* Short problem
Convert each line of the material below into a Markdown table with the columns "Row" and "Line", numbering the rows and leaving out blank lines and pictures.

* Material for the task
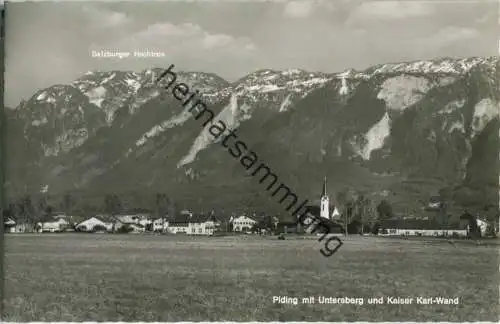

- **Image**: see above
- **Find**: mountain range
[5,57,500,218]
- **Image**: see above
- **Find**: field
[4,234,499,322]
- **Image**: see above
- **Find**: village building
[229,215,257,232]
[379,219,468,237]
[167,211,218,236]
[36,215,70,233]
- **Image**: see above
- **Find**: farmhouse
[152,217,169,232]
[380,219,467,236]
[36,216,69,233]
[3,218,16,233]
[167,211,216,235]
[229,215,257,232]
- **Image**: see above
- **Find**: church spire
[321,176,326,197]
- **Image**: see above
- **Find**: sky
[5,0,500,107]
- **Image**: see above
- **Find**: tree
[377,199,394,220]
[103,194,123,215]
[61,194,75,215]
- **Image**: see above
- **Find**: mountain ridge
[4,57,499,220]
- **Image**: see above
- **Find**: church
[307,177,340,221]
[298,177,343,233]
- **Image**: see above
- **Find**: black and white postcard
[1,0,500,322]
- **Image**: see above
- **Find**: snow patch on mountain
[279,93,292,112]
[448,121,465,134]
[377,75,432,110]
[84,86,106,109]
[357,112,391,160]
[31,116,49,126]
[471,98,500,137]
[42,128,89,156]
[437,99,465,115]
[135,110,192,146]
[369,57,491,75]
[177,95,240,168]
[438,76,457,87]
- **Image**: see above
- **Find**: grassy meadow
[4,234,499,322]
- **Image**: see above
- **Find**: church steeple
[321,176,326,198]
[320,176,330,219]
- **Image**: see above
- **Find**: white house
[379,219,467,236]
[153,218,169,233]
[3,218,16,233]
[37,218,69,233]
[229,215,257,232]
[167,211,216,235]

* Expected output
| Row | Line |
|---|---|
| 1 | - **Image**: see above |
| 2 | - **Find**: mountain range |
| 3 | [5,57,500,218] |
| 4 | - **Image**: see above |
| 5 | - **Find**: field |
| 6 | [4,234,499,322] |
| 7 | - **Image**: see above |
| 8 | - **Find**: village building |
| 9 | [229,215,257,232] |
| 10 | [379,219,468,237] |
| 11 | [167,211,218,236] |
| 12 | [36,215,70,233] |
| 13 | - **Image**: see above |
| 14 | - **Find**: farmhouse |
| 15 | [152,217,169,232] |
| 16 | [380,219,467,236] |
| 17 | [36,216,69,233] |
| 18 | [3,218,16,233] |
| 19 | [167,211,216,235] |
| 20 | [229,215,257,232] |
| 21 | - **Image**: see above |
| 22 | - **Find**: church spire |
| 23 | [321,176,326,197] |
| 24 | - **Image**: see above |
| 25 | - **Find**: sky |
| 26 | [5,0,500,107] |
| 27 | - **Image**: see above |
| 28 | - **Find**: tree |
| 29 | [377,199,394,220] |
| 30 | [103,194,123,215] |
| 31 | [61,194,75,215] |
| 32 | - **Image**: see above |
| 33 | - **Find**: mountain ridge |
| 34 | [4,57,499,220] |
| 35 | - **Image**: see above |
| 36 | - **Find**: church |
| 37 | [307,177,340,221] |
| 38 | [298,177,343,233] |
| 39 | - **Image**: see above |
| 40 | - **Find**: black and white postcard |
| 41 | [1,0,500,322] |
| 42 | - **Image**: see above |
| 43 | - **Find**: snow patch on mountain |
| 44 | [279,93,292,112] |
| 45 | [448,121,465,134] |
| 46 | [377,75,432,110] |
| 47 | [84,86,106,109] |
| 48 | [357,112,391,160] |
| 49 | [31,116,49,126] |
| 50 | [471,98,500,137] |
| 51 | [42,128,89,156] |
| 52 | [437,99,465,115] |
| 53 | [135,110,192,146] |
| 54 | [369,57,491,75] |
| 55 | [177,95,240,168] |
| 56 | [438,76,457,87] |
| 57 | - **Image**: see above |
| 58 | - **Find**: grassy meadow |
| 59 | [4,234,499,322] |
| 60 | - **Image**: see above |
| 61 | - **Find**: church steeple |
| 62 | [321,176,326,198] |
| 63 | [320,176,330,219] |
| 64 | - **Image**: see above |
| 65 | - **Find**: white house |
| 66 | [379,219,467,236] |
| 67 | [153,218,169,233] |
| 68 | [3,218,16,233] |
| 69 | [37,218,69,233] |
| 70 | [229,215,257,232] |
| 71 | [167,211,216,235] |